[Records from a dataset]
※

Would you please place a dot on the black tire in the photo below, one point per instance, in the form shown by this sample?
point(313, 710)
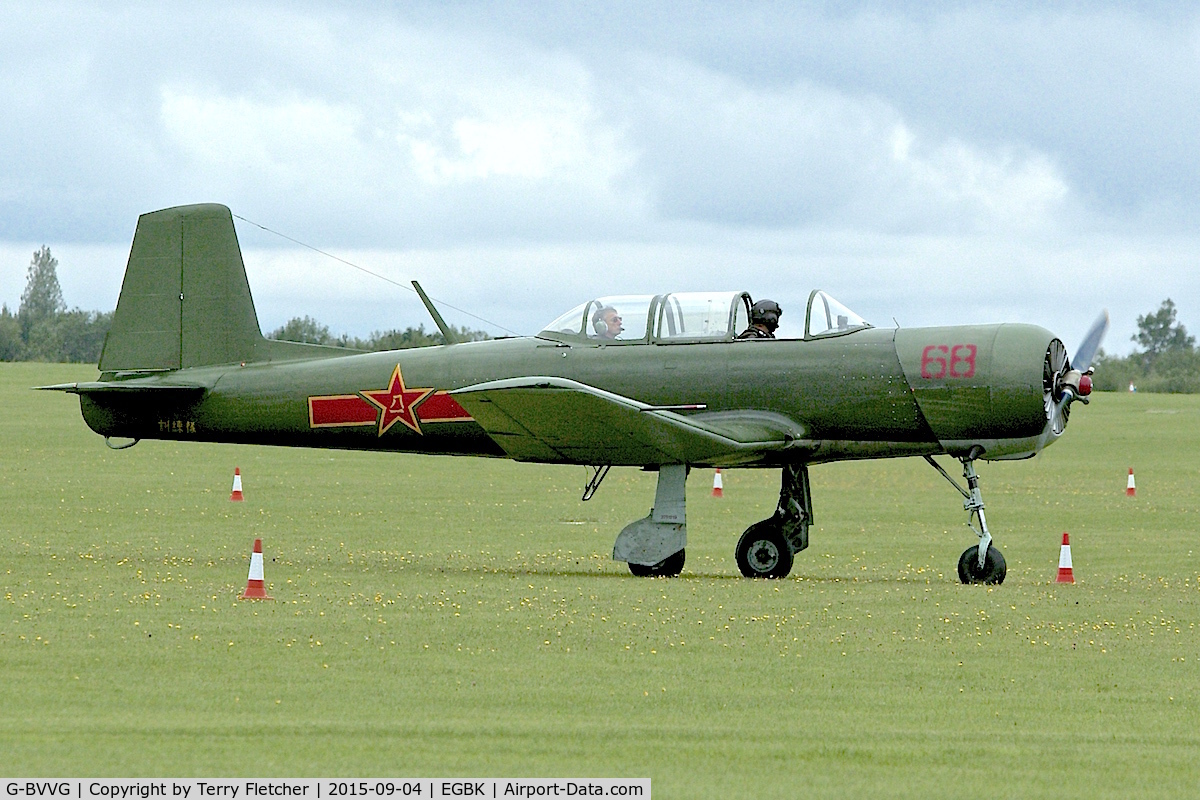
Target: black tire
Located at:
point(994, 567)
point(763, 552)
point(667, 567)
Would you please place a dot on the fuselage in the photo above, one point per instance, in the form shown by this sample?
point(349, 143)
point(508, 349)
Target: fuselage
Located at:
point(861, 395)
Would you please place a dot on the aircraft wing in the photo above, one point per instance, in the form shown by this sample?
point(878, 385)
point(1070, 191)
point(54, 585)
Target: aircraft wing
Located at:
point(558, 420)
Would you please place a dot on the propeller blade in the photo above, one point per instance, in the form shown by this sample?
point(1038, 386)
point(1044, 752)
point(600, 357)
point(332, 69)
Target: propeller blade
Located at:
point(1091, 343)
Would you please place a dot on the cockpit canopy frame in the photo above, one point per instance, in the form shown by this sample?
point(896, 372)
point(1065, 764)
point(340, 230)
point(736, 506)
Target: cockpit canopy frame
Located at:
point(688, 317)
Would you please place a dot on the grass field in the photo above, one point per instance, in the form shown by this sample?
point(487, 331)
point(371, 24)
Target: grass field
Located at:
point(442, 617)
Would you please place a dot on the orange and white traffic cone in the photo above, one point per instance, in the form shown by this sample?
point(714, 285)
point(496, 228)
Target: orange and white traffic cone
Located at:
point(235, 495)
point(255, 587)
point(1066, 575)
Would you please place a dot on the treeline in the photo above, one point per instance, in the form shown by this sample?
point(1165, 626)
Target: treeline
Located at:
point(309, 330)
point(1167, 362)
point(45, 330)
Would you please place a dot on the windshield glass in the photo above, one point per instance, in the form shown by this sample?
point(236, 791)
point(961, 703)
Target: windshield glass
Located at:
point(618, 318)
point(828, 317)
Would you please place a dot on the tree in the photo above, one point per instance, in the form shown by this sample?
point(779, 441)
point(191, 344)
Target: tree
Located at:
point(1159, 332)
point(42, 299)
point(10, 336)
point(303, 329)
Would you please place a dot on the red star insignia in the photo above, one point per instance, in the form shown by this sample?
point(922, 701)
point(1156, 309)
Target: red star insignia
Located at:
point(397, 403)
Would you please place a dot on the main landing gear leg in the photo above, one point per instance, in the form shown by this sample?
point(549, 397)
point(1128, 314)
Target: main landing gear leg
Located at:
point(654, 545)
point(982, 563)
point(768, 547)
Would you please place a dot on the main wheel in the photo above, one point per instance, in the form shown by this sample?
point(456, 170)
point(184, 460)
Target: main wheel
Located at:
point(667, 567)
point(994, 567)
point(762, 552)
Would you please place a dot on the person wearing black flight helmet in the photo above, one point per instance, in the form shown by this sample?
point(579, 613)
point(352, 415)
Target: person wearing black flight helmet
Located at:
point(763, 320)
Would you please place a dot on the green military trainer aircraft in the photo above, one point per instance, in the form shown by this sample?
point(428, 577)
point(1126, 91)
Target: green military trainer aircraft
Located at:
point(660, 382)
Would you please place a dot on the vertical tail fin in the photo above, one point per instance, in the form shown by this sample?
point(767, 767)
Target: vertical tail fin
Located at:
point(185, 300)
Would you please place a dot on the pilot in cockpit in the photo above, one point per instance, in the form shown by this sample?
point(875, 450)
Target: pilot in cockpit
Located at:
point(606, 323)
point(763, 320)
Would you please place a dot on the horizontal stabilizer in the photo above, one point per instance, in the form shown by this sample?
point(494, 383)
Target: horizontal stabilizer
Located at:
point(559, 420)
point(126, 388)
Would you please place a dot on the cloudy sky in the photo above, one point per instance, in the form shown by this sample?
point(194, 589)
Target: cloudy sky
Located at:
point(936, 163)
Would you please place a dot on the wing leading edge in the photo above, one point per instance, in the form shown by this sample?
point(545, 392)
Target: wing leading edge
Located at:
point(556, 420)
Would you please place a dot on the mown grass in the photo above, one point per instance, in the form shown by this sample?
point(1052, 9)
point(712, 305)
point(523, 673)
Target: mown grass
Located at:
point(461, 617)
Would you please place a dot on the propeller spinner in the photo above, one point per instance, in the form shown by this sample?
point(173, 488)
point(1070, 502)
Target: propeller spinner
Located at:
point(1066, 382)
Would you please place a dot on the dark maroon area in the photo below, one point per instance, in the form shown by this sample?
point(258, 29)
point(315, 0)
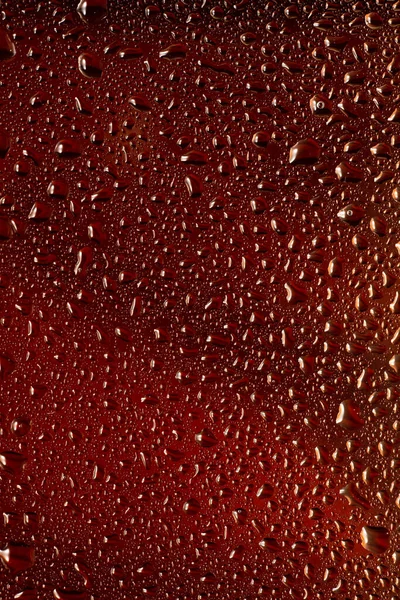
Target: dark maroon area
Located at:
point(199, 300)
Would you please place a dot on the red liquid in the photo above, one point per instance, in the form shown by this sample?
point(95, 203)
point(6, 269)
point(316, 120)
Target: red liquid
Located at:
point(199, 336)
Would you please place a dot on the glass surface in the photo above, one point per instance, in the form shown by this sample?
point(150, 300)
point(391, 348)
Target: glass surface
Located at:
point(199, 300)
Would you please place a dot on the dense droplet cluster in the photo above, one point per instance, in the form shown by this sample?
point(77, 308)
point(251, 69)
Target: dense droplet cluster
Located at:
point(199, 299)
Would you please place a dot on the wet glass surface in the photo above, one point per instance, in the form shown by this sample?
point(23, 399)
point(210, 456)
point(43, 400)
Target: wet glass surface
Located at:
point(199, 300)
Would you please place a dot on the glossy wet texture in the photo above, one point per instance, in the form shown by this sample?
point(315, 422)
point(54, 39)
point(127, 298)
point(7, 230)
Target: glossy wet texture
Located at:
point(199, 300)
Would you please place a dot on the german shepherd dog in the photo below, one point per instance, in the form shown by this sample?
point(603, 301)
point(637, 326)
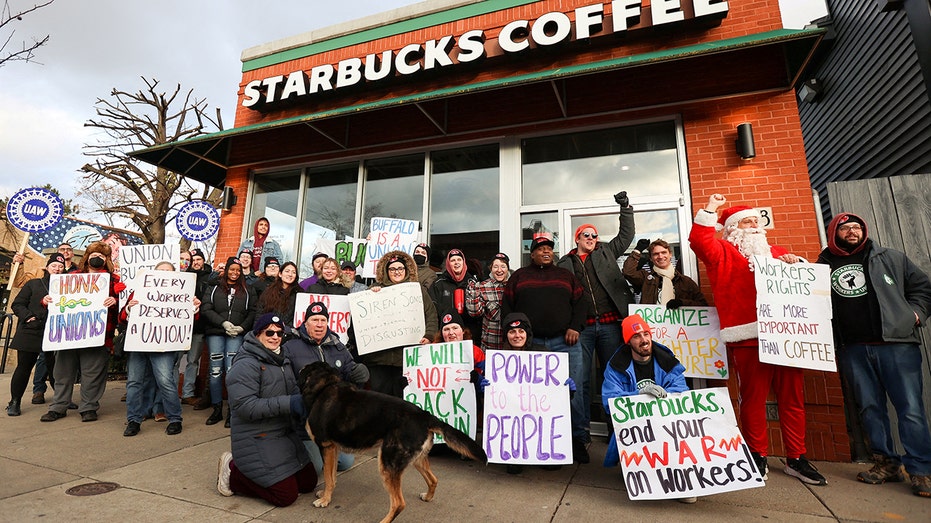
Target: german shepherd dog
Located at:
point(342, 416)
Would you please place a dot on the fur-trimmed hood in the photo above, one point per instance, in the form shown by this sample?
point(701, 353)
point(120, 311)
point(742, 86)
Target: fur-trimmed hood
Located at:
point(381, 270)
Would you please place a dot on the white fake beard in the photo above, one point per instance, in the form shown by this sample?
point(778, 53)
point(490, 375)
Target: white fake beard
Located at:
point(751, 241)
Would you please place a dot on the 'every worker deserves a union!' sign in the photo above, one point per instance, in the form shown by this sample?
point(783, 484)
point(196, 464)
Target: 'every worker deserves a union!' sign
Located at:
point(686, 444)
point(77, 317)
point(793, 304)
point(527, 418)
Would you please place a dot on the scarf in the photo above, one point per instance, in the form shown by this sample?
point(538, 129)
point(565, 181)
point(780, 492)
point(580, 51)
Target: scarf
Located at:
point(666, 290)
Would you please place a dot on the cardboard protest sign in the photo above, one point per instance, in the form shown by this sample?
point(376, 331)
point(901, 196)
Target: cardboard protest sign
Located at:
point(693, 334)
point(439, 383)
point(388, 234)
point(337, 308)
point(348, 249)
point(793, 304)
point(527, 420)
point(163, 320)
point(77, 317)
point(686, 444)
point(391, 317)
point(136, 258)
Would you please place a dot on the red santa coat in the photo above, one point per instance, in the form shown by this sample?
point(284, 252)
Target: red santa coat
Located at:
point(731, 279)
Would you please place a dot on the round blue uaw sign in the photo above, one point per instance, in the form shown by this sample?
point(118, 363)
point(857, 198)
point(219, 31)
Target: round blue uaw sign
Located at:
point(197, 220)
point(34, 209)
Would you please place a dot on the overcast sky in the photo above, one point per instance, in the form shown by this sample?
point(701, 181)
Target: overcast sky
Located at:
point(98, 45)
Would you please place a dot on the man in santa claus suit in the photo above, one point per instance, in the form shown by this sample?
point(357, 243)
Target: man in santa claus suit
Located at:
point(730, 270)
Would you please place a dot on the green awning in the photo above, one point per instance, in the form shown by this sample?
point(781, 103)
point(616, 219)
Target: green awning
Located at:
point(206, 158)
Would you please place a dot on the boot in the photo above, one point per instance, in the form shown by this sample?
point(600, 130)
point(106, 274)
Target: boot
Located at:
point(12, 408)
point(217, 415)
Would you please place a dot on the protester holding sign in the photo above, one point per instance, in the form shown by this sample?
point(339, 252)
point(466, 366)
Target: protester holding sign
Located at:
point(90, 361)
point(31, 308)
point(664, 284)
point(730, 271)
point(157, 366)
point(228, 310)
point(316, 342)
point(386, 366)
point(880, 299)
point(640, 366)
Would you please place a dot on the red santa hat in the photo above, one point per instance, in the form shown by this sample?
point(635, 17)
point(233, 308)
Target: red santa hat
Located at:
point(731, 216)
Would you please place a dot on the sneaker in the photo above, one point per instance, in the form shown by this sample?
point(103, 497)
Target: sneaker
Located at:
point(761, 464)
point(52, 416)
point(132, 428)
point(805, 471)
point(921, 485)
point(580, 451)
point(884, 469)
point(223, 474)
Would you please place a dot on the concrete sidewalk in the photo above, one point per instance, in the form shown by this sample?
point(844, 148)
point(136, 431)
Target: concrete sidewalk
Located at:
point(173, 478)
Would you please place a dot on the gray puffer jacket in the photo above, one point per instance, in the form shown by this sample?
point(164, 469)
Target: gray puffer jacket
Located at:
point(266, 444)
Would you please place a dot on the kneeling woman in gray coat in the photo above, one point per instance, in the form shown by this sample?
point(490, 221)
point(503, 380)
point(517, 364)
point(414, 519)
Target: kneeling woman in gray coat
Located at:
point(268, 459)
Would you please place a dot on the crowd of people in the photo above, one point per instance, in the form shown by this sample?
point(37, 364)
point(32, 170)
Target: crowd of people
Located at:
point(575, 304)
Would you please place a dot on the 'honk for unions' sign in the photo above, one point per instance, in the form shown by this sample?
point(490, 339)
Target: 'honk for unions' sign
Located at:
point(793, 303)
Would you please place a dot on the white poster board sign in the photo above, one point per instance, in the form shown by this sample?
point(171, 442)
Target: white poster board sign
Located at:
point(77, 317)
point(692, 333)
point(527, 420)
point(686, 444)
point(391, 317)
point(136, 258)
point(163, 320)
point(438, 374)
point(337, 307)
point(388, 234)
point(793, 304)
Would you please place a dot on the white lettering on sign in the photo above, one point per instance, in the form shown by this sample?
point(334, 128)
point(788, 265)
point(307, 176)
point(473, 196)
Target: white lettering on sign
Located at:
point(516, 36)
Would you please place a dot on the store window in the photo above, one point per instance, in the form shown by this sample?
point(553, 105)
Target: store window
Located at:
point(464, 203)
point(275, 197)
point(393, 189)
point(329, 208)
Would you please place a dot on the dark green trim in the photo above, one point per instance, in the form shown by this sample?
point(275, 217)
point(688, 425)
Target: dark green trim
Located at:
point(778, 36)
point(406, 26)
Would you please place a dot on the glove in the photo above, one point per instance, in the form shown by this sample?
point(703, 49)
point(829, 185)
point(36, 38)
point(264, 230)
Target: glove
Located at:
point(297, 406)
point(359, 374)
point(654, 390)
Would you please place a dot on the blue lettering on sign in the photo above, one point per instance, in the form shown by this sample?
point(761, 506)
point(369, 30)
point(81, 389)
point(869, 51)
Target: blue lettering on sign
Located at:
point(35, 208)
point(198, 221)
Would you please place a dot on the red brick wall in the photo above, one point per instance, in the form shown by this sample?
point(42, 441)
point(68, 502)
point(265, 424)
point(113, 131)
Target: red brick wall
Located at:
point(777, 178)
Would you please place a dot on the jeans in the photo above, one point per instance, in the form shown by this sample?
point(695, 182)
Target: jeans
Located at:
point(602, 339)
point(558, 344)
point(892, 370)
point(222, 350)
point(159, 368)
point(192, 365)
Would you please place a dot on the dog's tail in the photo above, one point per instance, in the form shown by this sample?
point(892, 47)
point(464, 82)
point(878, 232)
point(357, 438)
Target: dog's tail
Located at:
point(459, 441)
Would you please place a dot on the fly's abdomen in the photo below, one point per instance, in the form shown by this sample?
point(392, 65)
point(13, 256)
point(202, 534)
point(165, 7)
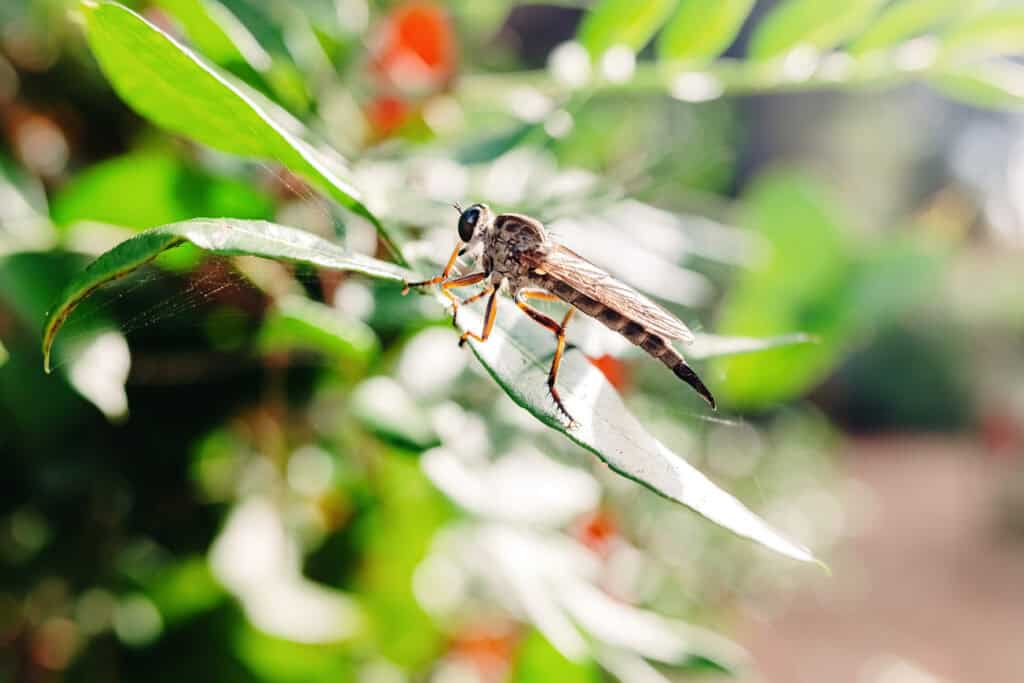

※

Work instructions:
Retype the lines of the listing above without any changes, starting with the line that contains "Would you please place a dot on the sneaker" and going on through the line that contains "point(173, 478)".

Result below:
Would you please place a dot on the sneaker in the photo above, one point per instance, in the form shown by this sample?
point(103, 497)
Target: sneaker
Located at:
point(761, 464)
point(52, 416)
point(132, 428)
point(805, 471)
point(921, 485)
point(580, 451)
point(884, 469)
point(223, 474)
Would you please place a dot on the concrete sidewalk in the photo above, one point per instance, in the form shown by this sample?
point(844, 148)
point(136, 431)
Target: concrete sidewalk
Located at:
point(173, 478)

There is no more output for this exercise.